Problems to work on
A) Using the passage on the Forde Report below, decide whether each statement agrees with it, answering yes or no and quoting the deciding words: (i) the report's conclusion runs to 138 pages; (ii) the inquiry was led by Jeremy Corbyn; (iii) the report found Islamophobia was treated as more important than discrimination faced by Jews.
B) Write the next few sentences of the passage on the Forde Report below, starting after its final sentence.

Source text
==============================
Former British Labour Party leader Jeremy Corbyn in London, UK on 7 December 2021 [David Cliff/Anadolu Agency]
Former British Labour Party leader Jeremy Corbyn in London, UK on 7 December 2021 [David Cliff/Anadolu Agency]

The long-delayed Forde Report examining the handling of anti-Semitism complaints within the Labour Party as well as allegations of bullying, racism and sexism, was finally released yesterday. The 138-page conclusion of the inquiry led by Martin Forde QC not only confirmed claims that anti-Semitism was used as a "factional weapon" and that senior party members on the right were acting in a manner designed to undermine former leader, Jeremy Corbyn, the party's apparent obsession with discrimination faced by Jews established a "hierarchy of racism" where Islamophobia and all other forms of racism and discrimination were seen to be less important.
==============================
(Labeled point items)
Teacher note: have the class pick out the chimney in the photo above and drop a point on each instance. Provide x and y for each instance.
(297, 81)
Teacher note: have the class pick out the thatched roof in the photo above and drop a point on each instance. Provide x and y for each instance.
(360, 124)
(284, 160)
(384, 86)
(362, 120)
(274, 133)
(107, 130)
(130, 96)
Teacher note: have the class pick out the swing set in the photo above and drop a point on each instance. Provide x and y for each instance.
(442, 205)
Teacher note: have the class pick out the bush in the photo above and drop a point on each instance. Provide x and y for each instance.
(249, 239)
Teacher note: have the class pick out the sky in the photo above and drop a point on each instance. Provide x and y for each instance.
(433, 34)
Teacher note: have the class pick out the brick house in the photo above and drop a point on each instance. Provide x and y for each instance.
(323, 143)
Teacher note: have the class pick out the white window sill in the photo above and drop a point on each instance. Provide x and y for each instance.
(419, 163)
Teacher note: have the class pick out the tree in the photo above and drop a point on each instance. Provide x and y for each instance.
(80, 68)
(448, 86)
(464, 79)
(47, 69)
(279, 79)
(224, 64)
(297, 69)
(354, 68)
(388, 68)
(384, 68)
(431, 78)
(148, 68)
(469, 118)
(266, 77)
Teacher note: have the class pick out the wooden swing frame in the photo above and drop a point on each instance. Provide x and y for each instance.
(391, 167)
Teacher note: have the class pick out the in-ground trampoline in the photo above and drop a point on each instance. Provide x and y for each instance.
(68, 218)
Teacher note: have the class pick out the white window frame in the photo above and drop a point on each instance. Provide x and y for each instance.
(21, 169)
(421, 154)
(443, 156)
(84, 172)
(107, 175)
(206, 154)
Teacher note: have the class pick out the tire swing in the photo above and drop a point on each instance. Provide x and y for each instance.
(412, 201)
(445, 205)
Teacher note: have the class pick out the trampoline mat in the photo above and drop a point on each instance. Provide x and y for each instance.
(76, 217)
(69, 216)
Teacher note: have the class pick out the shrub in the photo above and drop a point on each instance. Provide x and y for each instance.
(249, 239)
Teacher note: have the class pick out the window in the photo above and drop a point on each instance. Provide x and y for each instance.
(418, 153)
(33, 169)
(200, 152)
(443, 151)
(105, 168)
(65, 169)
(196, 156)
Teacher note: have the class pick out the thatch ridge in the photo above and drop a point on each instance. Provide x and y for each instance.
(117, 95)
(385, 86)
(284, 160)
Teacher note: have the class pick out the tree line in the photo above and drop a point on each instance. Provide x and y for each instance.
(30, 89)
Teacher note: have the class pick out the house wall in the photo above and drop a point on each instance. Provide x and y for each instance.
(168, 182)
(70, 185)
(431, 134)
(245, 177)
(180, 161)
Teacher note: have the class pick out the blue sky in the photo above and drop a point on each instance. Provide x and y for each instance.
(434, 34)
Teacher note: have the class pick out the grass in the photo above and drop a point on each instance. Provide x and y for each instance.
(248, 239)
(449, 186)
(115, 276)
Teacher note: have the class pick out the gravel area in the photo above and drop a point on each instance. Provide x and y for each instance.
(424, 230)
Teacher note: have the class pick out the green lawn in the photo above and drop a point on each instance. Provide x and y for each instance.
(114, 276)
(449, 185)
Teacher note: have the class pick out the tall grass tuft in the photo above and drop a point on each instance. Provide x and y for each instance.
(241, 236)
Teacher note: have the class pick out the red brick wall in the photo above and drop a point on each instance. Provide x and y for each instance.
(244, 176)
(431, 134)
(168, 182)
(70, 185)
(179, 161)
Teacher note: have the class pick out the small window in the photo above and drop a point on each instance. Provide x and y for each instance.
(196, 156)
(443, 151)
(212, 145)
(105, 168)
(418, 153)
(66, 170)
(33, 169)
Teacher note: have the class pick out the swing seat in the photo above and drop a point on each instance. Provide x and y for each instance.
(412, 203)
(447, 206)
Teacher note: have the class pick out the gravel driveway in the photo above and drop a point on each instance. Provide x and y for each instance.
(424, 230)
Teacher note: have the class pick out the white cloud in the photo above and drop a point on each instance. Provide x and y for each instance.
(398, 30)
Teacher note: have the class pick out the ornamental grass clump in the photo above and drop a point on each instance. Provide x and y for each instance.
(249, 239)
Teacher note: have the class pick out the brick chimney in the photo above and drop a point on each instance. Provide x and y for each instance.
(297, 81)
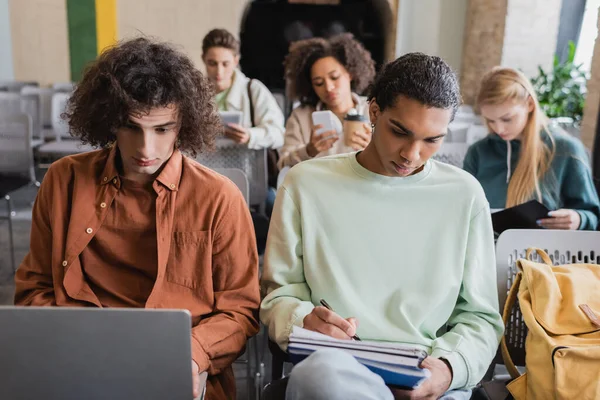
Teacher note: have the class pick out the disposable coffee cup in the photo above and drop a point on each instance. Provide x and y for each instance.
(353, 123)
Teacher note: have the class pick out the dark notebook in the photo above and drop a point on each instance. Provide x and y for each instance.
(523, 216)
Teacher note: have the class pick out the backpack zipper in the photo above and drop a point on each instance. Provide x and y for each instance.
(555, 350)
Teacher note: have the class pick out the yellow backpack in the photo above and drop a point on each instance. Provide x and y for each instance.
(561, 308)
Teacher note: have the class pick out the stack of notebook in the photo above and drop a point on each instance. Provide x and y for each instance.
(397, 364)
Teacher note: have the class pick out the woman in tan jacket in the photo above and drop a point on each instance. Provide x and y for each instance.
(325, 74)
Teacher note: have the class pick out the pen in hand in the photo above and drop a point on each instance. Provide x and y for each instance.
(327, 306)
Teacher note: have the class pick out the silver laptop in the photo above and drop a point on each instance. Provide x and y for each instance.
(54, 353)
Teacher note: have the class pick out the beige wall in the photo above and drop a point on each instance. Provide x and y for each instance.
(592, 101)
(484, 38)
(39, 40)
(434, 27)
(183, 22)
(530, 34)
(519, 34)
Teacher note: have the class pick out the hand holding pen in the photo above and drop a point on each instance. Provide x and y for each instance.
(324, 320)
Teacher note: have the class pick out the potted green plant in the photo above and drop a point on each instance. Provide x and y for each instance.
(561, 92)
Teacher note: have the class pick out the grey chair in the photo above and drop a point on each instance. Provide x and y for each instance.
(63, 144)
(16, 164)
(45, 96)
(67, 87)
(252, 162)
(15, 86)
(255, 379)
(17, 103)
(452, 153)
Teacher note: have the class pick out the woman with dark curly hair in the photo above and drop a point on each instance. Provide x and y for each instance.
(137, 223)
(325, 74)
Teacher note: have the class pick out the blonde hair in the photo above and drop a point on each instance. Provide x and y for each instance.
(505, 84)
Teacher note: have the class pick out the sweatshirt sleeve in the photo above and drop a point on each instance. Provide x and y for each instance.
(470, 161)
(294, 145)
(268, 131)
(475, 327)
(287, 295)
(578, 191)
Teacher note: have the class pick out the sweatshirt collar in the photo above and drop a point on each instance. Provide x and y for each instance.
(388, 180)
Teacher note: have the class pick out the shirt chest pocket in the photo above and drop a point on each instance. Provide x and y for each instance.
(190, 259)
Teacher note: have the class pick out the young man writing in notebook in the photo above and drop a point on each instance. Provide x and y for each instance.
(399, 245)
(137, 223)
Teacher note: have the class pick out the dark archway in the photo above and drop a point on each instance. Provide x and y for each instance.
(269, 26)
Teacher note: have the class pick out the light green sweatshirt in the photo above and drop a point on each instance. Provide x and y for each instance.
(411, 258)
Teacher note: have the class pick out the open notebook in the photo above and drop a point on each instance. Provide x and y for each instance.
(397, 364)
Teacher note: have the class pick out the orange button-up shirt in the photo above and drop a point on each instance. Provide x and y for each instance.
(206, 252)
(118, 273)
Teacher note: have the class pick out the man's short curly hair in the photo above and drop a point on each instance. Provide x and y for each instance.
(344, 48)
(133, 77)
(220, 38)
(427, 79)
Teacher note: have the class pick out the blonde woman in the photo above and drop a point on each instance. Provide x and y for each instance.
(522, 159)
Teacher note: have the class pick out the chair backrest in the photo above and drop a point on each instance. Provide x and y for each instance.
(238, 177)
(16, 103)
(16, 154)
(252, 162)
(563, 247)
(45, 95)
(63, 87)
(10, 103)
(15, 86)
(60, 126)
(281, 176)
(476, 132)
(452, 153)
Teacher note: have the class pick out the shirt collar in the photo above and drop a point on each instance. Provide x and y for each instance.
(169, 177)
(110, 168)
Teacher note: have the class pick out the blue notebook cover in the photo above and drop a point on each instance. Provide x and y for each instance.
(406, 381)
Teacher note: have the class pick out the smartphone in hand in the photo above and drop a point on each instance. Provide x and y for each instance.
(328, 120)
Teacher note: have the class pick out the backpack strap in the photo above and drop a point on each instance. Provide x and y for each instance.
(251, 103)
(508, 306)
(543, 255)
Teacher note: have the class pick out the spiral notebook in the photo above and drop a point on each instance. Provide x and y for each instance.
(397, 364)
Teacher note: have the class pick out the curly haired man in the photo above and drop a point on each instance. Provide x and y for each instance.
(137, 223)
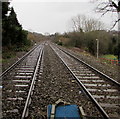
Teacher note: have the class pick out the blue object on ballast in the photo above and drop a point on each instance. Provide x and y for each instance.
(65, 111)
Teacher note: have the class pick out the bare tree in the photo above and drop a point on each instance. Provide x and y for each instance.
(110, 6)
(83, 23)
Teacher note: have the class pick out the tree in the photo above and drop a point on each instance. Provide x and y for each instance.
(112, 6)
(83, 23)
(12, 32)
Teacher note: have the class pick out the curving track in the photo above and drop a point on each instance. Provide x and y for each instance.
(101, 89)
(18, 83)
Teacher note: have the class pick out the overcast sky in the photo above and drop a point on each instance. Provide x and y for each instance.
(55, 15)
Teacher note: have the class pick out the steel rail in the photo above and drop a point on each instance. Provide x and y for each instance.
(94, 69)
(17, 62)
(104, 114)
(27, 103)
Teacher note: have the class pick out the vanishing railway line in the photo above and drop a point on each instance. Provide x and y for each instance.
(18, 84)
(102, 90)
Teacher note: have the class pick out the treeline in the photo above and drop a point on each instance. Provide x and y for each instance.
(13, 35)
(84, 35)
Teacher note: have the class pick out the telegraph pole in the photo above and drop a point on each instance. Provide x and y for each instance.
(97, 48)
(118, 31)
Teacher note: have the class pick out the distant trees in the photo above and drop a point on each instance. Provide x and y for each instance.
(84, 35)
(12, 32)
(86, 24)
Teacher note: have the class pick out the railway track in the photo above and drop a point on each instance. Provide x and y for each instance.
(103, 91)
(18, 84)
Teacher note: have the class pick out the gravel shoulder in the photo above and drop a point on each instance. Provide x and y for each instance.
(56, 83)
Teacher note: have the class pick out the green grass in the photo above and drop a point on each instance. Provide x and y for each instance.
(109, 56)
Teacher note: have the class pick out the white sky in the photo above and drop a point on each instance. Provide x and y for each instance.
(51, 17)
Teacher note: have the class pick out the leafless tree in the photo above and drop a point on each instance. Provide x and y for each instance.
(109, 6)
(81, 22)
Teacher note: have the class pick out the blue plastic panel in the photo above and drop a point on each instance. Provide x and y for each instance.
(65, 111)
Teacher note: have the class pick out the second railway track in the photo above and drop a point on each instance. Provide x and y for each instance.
(21, 80)
(18, 83)
(103, 91)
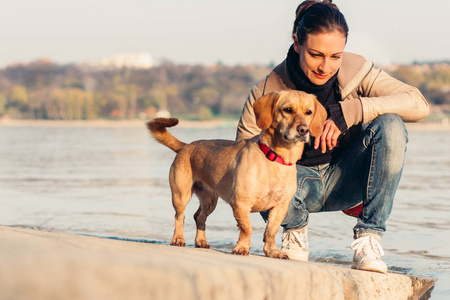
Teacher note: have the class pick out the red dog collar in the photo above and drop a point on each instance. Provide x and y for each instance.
(272, 156)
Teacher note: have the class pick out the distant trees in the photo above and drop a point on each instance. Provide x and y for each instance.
(70, 92)
(433, 80)
(43, 90)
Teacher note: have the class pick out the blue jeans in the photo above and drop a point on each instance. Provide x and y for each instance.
(367, 172)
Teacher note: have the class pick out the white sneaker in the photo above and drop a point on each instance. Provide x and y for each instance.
(294, 243)
(368, 254)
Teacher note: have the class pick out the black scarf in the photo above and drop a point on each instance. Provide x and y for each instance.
(327, 94)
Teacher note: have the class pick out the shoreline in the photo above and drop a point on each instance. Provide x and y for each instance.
(216, 123)
(38, 264)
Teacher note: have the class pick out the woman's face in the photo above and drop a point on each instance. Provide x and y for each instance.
(321, 55)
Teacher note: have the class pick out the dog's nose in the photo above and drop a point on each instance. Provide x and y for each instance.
(302, 129)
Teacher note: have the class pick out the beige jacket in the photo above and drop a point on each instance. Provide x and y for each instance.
(366, 92)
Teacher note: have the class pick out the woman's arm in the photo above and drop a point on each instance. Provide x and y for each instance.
(381, 94)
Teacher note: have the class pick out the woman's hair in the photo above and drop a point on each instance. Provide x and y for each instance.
(318, 17)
==============================
Response list
A)
(i) Yes: "The 138-page conclusion of the inquiry"
(ii) No: "the inquiry led by Martin Forde QC"
(iii) No: "where Islamophobia and all other forms of racism and discrimination were seen to be less important"

B)
The report was established in 2020 by Labour's National Executive Committee (NEC) in the wake of the leak of an 851-page document containing private WhatsApp messages that exposed deep factionalism in Labour's efforts to combat anti-Semitism. It revealed shocking details of what some believed was a conspiracy aimed at sabotaging Jeremy Corbyn's chance of winning the 2019 election.

Corbyn's supporters have claimed that Forde vindicates them, especially in their claim that the leadership of the Islington North MP was being sabotaged by the Labour right. For instance, in the crucial months leading up to the 2019 general elections, BBC Panorama aired a show which portrayed the party under the leadership of Corbyn as being anti-Semitic. The main characters used to "prove" the claim – which included a who's who of individuals in the anti-Palestine lobby groups in Britain – were at the centre of the anti-Semitism row that dogged Labour and subsequently became the subject of investigation under the Forde Inquiry.

Forde lays out in detail the debilitating factionalism that hampered Labour's ability to challenge the Tories in the 2019 general election. "The factions ended up in a cycle of attack and counterattack, with each side assuming that the other was acting in bad faith (sometimes justifiably, sometimes not) and responding in kind" the report said.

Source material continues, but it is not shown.